*Photo labels with boxes*.
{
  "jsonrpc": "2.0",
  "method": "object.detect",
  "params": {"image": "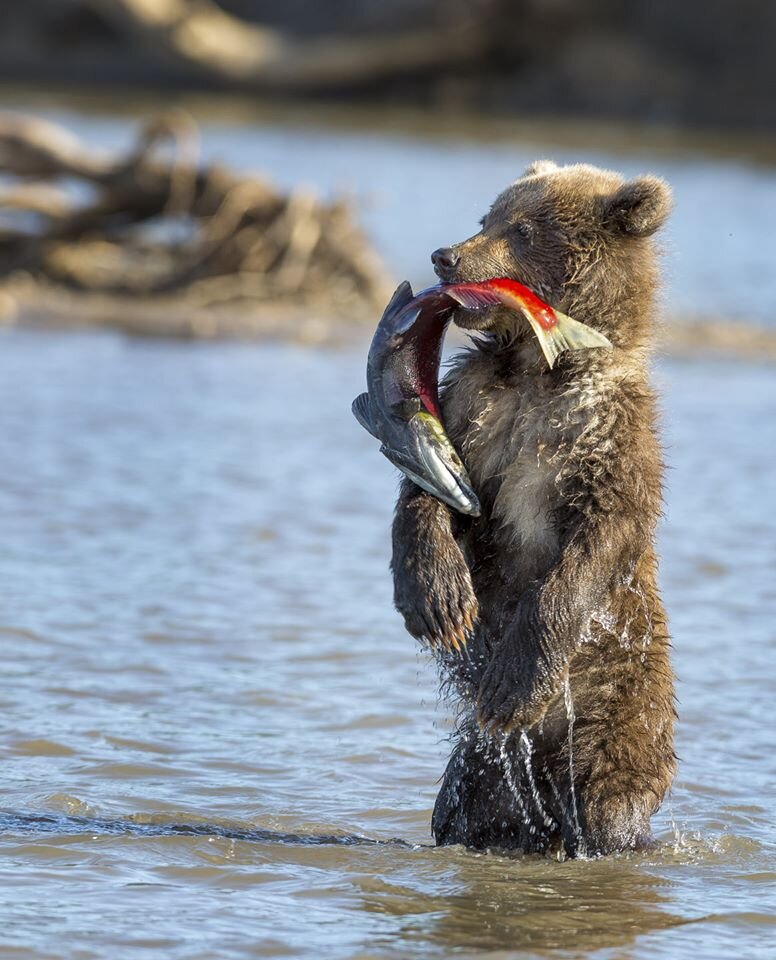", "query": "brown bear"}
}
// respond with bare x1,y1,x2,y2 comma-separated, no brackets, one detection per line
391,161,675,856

*WHAT YOU SHOULD DO*.
Locate each line in the listing above that contains the string "comma" and copy those lines in full.

*SOLUTION TO THIS PROBLEM*.
// respond with bare x1,y1,x2,y2 comma-separated, no brackets, one detection per line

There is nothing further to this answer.